> **Written problem**: Reproduce, word for word, the stretch from the start of the items through the line containing "For instance, a", including that line.

(Extracted items)

┄┄┄┄┄┄

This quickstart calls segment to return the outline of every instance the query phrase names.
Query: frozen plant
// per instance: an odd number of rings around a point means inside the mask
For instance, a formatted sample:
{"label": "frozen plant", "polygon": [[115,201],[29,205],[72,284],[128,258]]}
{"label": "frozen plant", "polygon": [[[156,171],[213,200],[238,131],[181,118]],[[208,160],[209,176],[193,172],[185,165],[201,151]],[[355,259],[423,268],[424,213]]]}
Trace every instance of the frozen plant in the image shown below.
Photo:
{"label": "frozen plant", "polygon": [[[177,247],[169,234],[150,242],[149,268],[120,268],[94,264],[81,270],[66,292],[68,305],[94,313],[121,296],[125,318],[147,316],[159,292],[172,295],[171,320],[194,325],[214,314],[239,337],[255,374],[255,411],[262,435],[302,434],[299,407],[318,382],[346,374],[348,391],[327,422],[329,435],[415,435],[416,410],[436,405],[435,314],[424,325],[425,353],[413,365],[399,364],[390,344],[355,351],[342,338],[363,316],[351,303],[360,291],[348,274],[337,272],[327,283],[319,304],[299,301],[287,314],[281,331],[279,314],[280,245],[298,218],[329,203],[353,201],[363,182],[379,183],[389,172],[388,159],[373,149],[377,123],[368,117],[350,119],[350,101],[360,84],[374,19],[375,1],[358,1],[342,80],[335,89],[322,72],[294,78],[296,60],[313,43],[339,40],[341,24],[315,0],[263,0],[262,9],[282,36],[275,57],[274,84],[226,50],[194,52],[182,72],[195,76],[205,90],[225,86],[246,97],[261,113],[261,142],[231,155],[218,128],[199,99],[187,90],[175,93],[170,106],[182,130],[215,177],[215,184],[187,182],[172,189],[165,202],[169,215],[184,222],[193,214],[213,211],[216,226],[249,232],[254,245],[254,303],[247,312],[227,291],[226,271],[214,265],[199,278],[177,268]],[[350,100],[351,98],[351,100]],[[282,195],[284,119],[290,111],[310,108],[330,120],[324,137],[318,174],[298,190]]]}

┄┄┄┄┄┄

> **Expected output**:
This quickstart calls segment to return the outline of every instance the query phrase names.
Query: frozen plant
// per instance: an odd number of rings around a point means inside the mask
For instance, a formatted sample:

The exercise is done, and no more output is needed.